- [Passage]:
Associate Professor and Alvah and Harriet Hovlid Professor Mahmoud Hussein has received a $2.5 million grant from the Advanced Research Projects Agency-Energy’s (ARPA‑E) latest open funding opportunity.

The award is among $98 million in funding for being provided by the agency. These funds will support R&D projects for technologies to transform the nation’s energy system.

Hussein aims to revolutionize thermoelectrics, semiconductor devices that convert heat flow into electricity without moving parts or emitting pollutants, by creating a “nanophononic” thermoelectric device. This concept relies on a phenomenon Hussein pioneered in 2014 and has been studying theoretically within his group since then, where tiny structures added to a thin solid membrane’s top and bottom slow the flow of heat down the membrane by atomic vibrations (phonons).

The device will convert waste heat to electricity at twice the efficiency of today’s best thermoelectric devices. Since 60% of energy generated globally is wasted as heat, project success should significantly lower fuel consumption, energy costs, and global emissions.

“ARPA-E’s open solicitations serve a valuable purpose. They give America’s energy innovators the opportunity to tell us about the next big thing,” said U.S. Secretary of Energy Rick Perry. “Many of the greatest advances in human history started from the bottom up with a single person or idea, and OPEN 2018 provides a chance to open our doors to potentially the next great advancement in energy."

Hussein is the principal investigator for the project, which also includes Professor Y.C. Lee from the Department of Mechanical Engineering, Professor Ivan Smalyukh from the Department of Physics, Howard Branz, a research scientist in CU Boulder's Renewable & Sustainable Energy Institute, Colorado School of Mines physics Associate Professor , and a scientist from the National Institute of Standards and Technology.

- [Material provided]:
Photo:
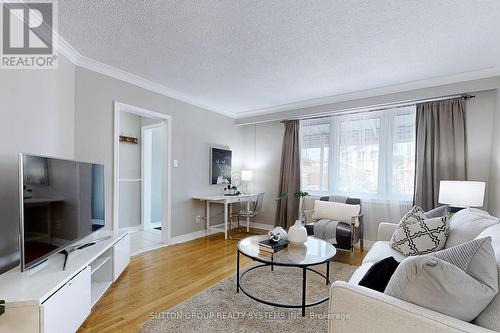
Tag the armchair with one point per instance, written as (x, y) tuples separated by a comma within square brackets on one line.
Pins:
[(347, 234)]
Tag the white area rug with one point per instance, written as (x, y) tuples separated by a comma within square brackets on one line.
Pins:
[(220, 309)]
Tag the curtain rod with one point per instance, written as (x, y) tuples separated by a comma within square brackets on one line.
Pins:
[(380, 107)]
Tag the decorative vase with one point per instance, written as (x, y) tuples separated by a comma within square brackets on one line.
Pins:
[(281, 232), (297, 233)]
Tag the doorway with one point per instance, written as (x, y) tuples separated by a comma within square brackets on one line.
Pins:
[(151, 175), (142, 171)]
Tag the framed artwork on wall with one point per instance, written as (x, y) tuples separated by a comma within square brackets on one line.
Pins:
[(220, 166)]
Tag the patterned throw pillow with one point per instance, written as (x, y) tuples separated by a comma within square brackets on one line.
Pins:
[(416, 234)]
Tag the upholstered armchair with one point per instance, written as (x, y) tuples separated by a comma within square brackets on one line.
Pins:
[(347, 234)]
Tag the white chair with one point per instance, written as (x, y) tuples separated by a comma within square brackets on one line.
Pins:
[(255, 207)]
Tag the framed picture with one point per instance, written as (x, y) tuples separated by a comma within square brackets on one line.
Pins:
[(220, 166)]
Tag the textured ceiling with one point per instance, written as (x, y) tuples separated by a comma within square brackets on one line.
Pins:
[(240, 55)]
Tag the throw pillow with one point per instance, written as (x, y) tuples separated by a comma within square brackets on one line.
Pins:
[(417, 235), (467, 224), (433, 281), (335, 211), (378, 276)]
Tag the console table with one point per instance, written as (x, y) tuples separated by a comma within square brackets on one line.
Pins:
[(227, 200), (48, 299)]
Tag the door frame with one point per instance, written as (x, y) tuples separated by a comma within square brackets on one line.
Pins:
[(166, 123), (143, 160)]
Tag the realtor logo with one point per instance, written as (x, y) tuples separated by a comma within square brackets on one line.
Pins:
[(28, 35)]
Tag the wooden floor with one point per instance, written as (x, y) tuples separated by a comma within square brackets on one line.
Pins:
[(158, 280)]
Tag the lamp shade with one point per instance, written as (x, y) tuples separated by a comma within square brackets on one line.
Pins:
[(246, 175), (461, 193)]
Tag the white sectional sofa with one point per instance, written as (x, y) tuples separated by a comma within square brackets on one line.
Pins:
[(358, 309)]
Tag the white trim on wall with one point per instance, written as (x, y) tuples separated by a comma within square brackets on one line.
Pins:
[(85, 62), (166, 124)]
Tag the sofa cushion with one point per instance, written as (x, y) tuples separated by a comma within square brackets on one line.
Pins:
[(490, 318), (334, 211), (417, 235), (378, 276), (467, 224), (433, 282), (360, 273), (381, 250)]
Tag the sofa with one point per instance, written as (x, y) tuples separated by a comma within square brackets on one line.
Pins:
[(354, 308)]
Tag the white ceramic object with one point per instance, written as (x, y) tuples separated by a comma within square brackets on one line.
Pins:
[(297, 233), (281, 232)]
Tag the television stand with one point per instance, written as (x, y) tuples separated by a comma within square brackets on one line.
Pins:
[(73, 248), (36, 300)]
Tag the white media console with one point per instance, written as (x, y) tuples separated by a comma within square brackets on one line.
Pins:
[(52, 300)]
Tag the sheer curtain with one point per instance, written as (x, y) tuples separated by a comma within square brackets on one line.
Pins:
[(368, 155)]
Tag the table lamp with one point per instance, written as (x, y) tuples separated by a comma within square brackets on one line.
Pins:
[(246, 176), (461, 194)]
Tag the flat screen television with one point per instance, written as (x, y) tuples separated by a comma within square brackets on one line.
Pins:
[(61, 202)]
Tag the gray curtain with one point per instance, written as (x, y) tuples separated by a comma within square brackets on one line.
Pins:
[(286, 211), (440, 148)]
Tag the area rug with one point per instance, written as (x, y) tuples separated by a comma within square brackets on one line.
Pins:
[(220, 309)]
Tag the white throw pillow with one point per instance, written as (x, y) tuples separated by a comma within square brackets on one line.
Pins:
[(334, 211), (434, 282), (467, 224), (417, 235)]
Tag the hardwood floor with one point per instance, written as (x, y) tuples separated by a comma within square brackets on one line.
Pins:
[(158, 280)]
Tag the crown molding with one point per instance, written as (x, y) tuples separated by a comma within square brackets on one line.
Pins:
[(93, 65), (386, 90), (96, 66)]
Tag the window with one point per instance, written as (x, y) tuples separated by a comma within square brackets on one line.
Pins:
[(370, 154)]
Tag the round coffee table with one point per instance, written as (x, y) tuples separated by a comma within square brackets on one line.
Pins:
[(313, 252)]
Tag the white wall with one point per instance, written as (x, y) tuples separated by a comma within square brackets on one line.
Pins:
[(37, 112), (194, 130), (494, 182)]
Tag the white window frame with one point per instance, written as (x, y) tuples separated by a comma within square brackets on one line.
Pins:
[(385, 165)]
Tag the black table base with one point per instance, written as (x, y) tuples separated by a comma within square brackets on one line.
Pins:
[(304, 268)]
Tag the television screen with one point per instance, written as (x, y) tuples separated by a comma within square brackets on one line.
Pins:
[(62, 202)]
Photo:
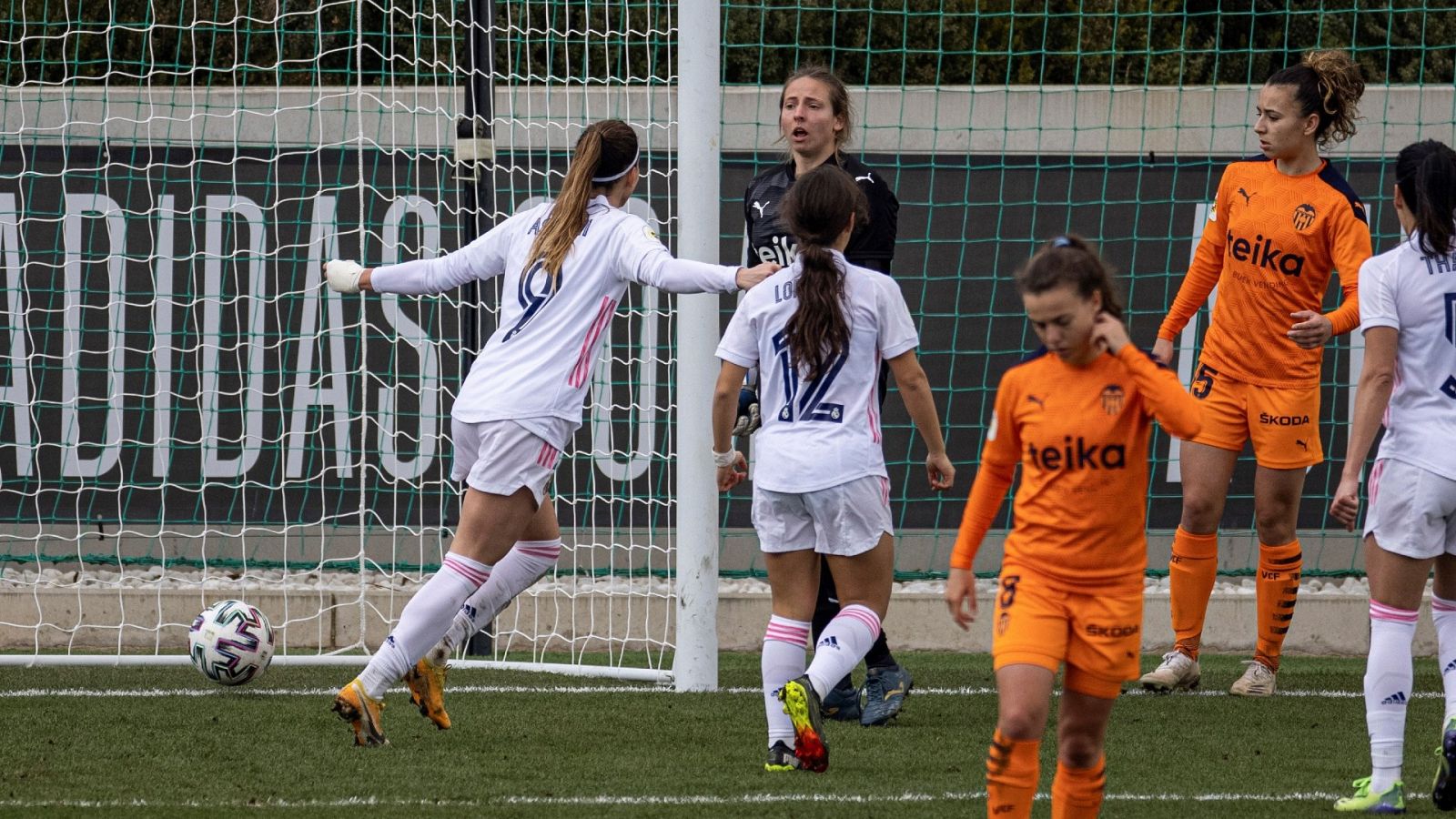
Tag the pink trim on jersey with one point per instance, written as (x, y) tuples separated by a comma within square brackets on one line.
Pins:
[(1373, 481), (784, 632), (589, 346), (864, 615), (1380, 611), (873, 405), (470, 573)]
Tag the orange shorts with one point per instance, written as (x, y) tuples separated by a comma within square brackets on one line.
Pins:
[(1283, 421), (1097, 636)]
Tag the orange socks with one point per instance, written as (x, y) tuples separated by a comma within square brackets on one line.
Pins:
[(1190, 581), (1077, 793), (1274, 593), (1012, 768)]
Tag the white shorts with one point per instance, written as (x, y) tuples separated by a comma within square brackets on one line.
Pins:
[(1412, 511), (501, 457), (841, 521)]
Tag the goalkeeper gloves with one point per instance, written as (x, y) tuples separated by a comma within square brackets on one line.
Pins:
[(342, 276), (749, 419)]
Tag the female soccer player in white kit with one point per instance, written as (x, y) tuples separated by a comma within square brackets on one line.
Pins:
[(565, 267), (1409, 383), (817, 332)]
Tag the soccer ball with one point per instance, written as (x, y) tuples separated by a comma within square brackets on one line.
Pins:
[(232, 643)]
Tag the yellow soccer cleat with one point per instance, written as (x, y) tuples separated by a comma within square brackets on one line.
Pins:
[(361, 713), (427, 691)]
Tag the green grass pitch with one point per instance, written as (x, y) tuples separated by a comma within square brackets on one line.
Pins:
[(118, 742)]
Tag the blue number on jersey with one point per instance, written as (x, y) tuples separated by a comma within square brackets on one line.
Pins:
[(533, 292), (812, 405)]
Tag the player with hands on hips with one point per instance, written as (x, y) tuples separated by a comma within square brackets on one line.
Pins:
[(565, 267), (1077, 419), (1409, 385), (817, 332)]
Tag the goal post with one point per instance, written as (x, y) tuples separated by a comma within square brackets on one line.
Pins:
[(186, 416)]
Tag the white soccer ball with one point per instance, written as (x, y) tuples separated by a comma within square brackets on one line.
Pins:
[(232, 643)]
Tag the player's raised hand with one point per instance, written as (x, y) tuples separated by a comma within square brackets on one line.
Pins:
[(1110, 332), (1310, 329), (960, 596), (1164, 351), (342, 276), (750, 276), (1347, 501), (939, 470)]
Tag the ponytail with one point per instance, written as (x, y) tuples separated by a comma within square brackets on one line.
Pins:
[(603, 150), (817, 210), (1426, 175), (1070, 261)]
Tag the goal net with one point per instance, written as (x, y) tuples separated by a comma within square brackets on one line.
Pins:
[(187, 416)]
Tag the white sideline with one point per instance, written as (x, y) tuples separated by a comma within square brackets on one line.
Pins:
[(222, 691), (664, 799)]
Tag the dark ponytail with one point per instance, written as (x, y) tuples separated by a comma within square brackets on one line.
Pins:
[(817, 208), (1426, 175), (1070, 261), (603, 149)]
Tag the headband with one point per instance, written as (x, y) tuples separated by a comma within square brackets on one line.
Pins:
[(623, 172)]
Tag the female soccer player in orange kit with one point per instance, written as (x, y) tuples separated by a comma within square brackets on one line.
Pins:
[(1077, 417), (1281, 223)]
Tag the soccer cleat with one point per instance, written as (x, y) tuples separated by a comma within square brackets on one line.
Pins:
[(783, 758), (1177, 672), (885, 691), (842, 703), (801, 703), (1365, 802), (427, 691), (1257, 681), (361, 713), (1443, 793)]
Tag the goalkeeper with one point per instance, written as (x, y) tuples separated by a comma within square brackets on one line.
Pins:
[(815, 121), (567, 266)]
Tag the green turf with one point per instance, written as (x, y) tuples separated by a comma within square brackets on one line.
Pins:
[(188, 755)]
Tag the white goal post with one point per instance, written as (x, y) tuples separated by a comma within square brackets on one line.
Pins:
[(187, 417)]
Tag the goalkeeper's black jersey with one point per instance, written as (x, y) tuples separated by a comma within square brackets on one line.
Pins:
[(769, 241)]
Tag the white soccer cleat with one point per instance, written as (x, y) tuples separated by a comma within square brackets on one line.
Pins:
[(1257, 681), (1177, 672)]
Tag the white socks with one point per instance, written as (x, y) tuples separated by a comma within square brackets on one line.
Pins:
[(784, 659), (424, 620), (519, 570), (1388, 690), (1443, 614), (842, 644)]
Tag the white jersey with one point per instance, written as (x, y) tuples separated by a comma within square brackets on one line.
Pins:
[(536, 366), (822, 433), (1416, 295)]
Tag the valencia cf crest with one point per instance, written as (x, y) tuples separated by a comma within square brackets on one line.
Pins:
[(1113, 398), (1303, 216)]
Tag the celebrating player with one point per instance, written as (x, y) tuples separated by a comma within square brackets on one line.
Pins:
[(1280, 225), (567, 266), (1407, 300), (815, 120), (817, 331), (1077, 417)]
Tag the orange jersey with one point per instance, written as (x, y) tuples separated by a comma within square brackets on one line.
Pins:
[(1270, 245), (1081, 438)]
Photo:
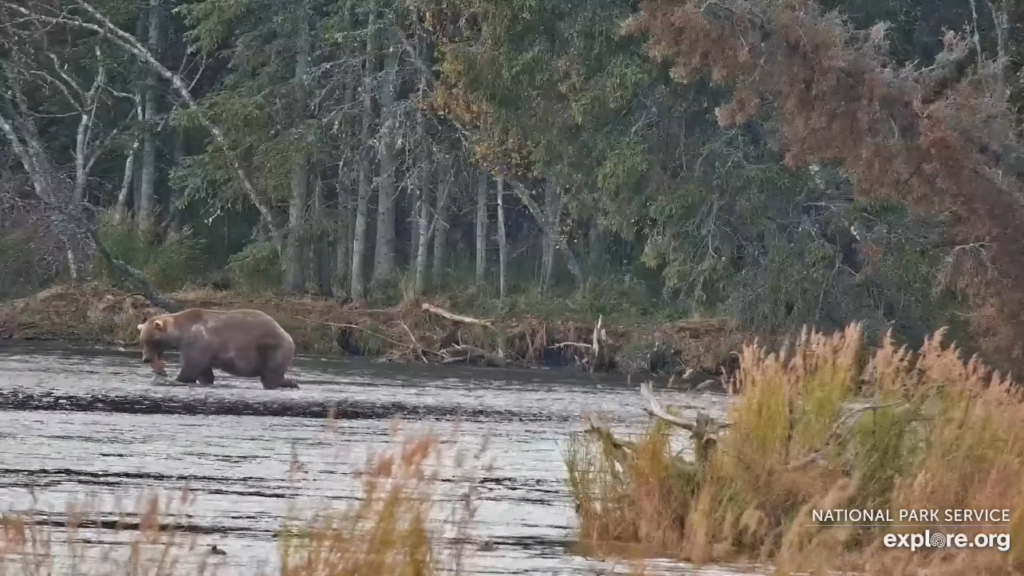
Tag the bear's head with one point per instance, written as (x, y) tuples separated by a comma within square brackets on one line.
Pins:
[(156, 336)]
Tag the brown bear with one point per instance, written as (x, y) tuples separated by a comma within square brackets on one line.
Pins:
[(242, 342)]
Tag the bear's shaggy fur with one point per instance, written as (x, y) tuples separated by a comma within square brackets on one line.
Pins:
[(242, 342)]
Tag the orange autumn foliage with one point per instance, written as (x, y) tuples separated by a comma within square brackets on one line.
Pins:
[(936, 138)]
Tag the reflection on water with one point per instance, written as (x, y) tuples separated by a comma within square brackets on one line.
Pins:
[(80, 422)]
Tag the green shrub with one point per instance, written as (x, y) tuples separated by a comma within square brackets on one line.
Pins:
[(168, 265), (256, 269)]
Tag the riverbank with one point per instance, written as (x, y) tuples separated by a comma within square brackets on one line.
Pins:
[(936, 434), (416, 330)]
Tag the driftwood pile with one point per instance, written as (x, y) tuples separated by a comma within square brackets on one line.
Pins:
[(705, 433), (430, 333)]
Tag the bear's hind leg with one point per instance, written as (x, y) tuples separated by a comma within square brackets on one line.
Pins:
[(206, 377)]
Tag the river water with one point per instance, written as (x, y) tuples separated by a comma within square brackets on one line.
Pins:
[(77, 422)]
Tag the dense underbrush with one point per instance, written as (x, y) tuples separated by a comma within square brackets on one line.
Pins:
[(938, 434)]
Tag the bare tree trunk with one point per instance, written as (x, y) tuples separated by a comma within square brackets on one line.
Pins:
[(552, 213), (423, 232), (342, 234), (147, 183), (366, 165), (440, 231), (502, 241), (481, 227), (121, 208), (295, 274), (176, 215), (387, 193), (322, 259)]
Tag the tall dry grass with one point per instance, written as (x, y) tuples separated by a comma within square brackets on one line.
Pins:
[(396, 527), (938, 433)]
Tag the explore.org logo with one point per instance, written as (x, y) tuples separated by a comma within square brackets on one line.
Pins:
[(929, 539), (987, 521)]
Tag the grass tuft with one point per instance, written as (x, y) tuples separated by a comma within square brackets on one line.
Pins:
[(937, 433)]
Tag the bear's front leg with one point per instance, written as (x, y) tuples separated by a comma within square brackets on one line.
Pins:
[(195, 364)]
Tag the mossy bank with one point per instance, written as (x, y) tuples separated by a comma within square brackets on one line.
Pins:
[(418, 330)]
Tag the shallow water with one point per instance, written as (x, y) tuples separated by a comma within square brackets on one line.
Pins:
[(78, 422)]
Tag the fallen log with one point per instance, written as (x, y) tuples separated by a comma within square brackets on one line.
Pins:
[(427, 306), (466, 354)]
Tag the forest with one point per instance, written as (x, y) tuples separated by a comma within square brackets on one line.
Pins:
[(779, 163)]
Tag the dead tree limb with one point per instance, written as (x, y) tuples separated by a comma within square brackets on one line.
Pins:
[(132, 45), (455, 317)]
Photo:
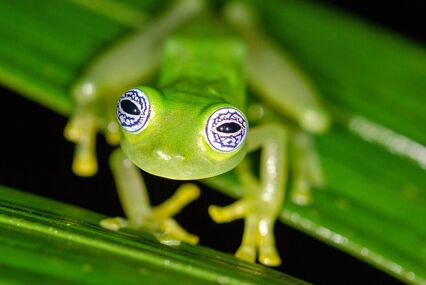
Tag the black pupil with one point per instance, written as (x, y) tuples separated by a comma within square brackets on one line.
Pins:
[(129, 107), (229, 128)]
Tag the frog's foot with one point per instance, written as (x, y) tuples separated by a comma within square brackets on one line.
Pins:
[(306, 169), (81, 129), (258, 234), (159, 221)]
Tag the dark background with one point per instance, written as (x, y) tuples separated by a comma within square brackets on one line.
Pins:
[(36, 158)]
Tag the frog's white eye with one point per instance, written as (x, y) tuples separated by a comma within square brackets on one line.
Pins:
[(226, 129), (133, 111)]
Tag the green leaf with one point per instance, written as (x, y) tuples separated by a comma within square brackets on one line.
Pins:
[(47, 242), (374, 157)]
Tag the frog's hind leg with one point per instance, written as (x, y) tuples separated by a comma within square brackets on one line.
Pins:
[(306, 168), (140, 215), (263, 198), (81, 129)]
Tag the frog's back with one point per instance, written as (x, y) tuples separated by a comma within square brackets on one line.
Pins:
[(205, 54)]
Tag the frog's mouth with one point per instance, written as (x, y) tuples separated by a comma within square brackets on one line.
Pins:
[(179, 167)]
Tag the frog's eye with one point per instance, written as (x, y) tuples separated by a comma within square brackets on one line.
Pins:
[(133, 111), (226, 129)]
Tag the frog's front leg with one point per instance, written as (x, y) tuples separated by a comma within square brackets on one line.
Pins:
[(131, 61), (140, 215), (263, 200)]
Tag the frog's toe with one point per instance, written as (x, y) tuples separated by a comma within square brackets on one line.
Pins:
[(247, 253), (114, 224), (173, 229), (268, 255), (229, 213), (84, 163), (300, 193)]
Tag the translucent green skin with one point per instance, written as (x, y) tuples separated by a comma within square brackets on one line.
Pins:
[(204, 67), (174, 145)]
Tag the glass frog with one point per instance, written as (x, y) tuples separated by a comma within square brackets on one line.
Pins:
[(199, 120)]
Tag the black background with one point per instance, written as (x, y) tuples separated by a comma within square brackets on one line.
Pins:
[(36, 158)]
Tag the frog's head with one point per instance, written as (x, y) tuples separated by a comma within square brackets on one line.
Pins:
[(178, 136)]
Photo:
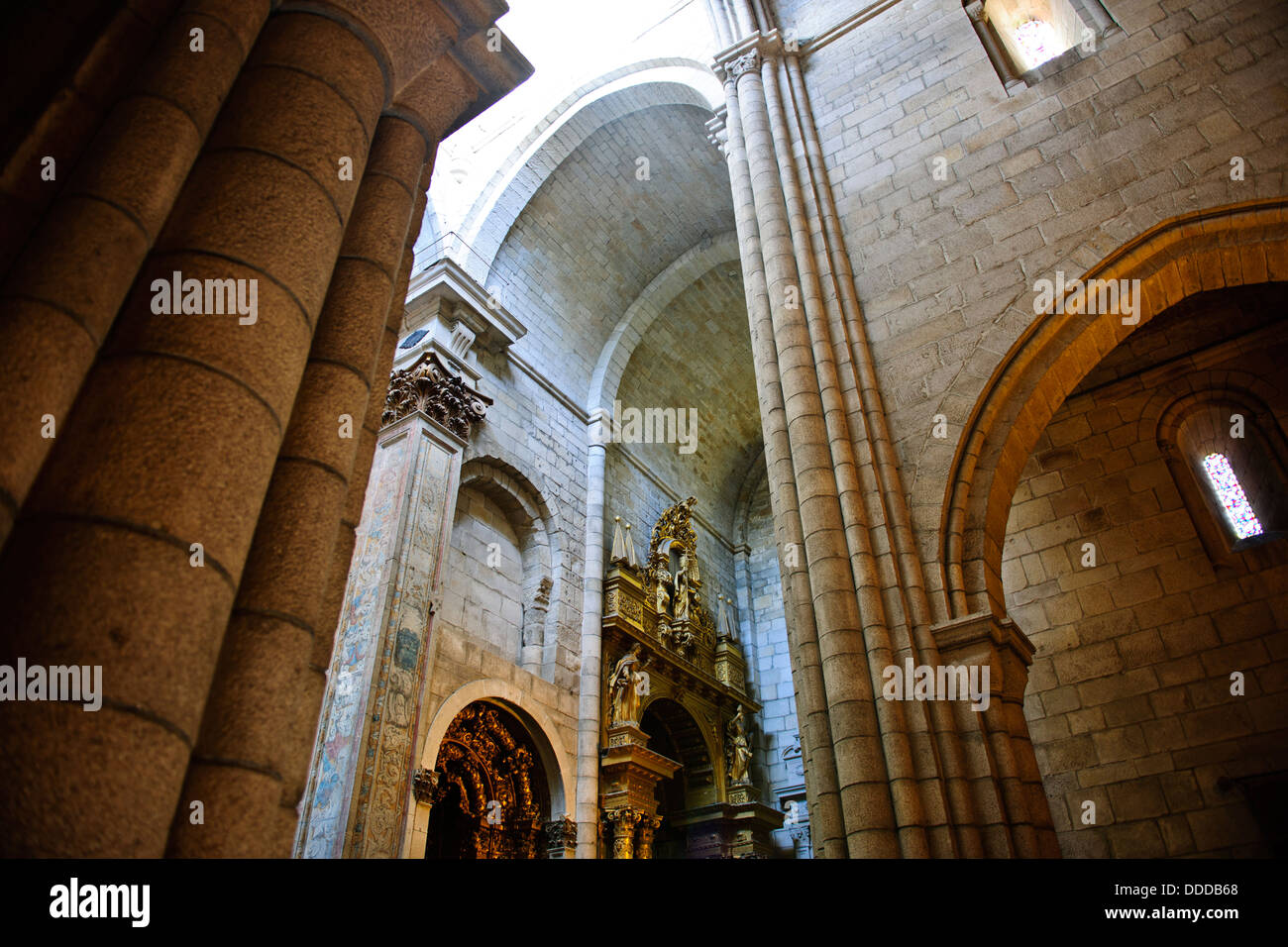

- [Required task 1]: In the grant announcement, write out the text from "Hussein is the" to "Standards and Technology." again, replacing "Department of Physics" with "Department of Chemistry".
- [Required task 2]: According to the grant announcement, how efficiently will the planned device convert waste heat to electricity compared with today's best thermoelectric devices?

- [Full response 1]:
Hussein is the principal investigator for the project, which also includes Professor Y.C. Lee from the Department of Mechanical Engineering, Professor Ivan Smalyukh from the Department of Chemistry, Howard Branz, a research scientist in CU Boulder's Renewable & Sustainable Energy Institute, Colorado School of Mines physics Associate Professor , and a scientist from the National Institute of Standards and Technology.

- [Full response 2]: It will convert waste heat to electricity at twice the efficiency of today's best thermoelectric devices.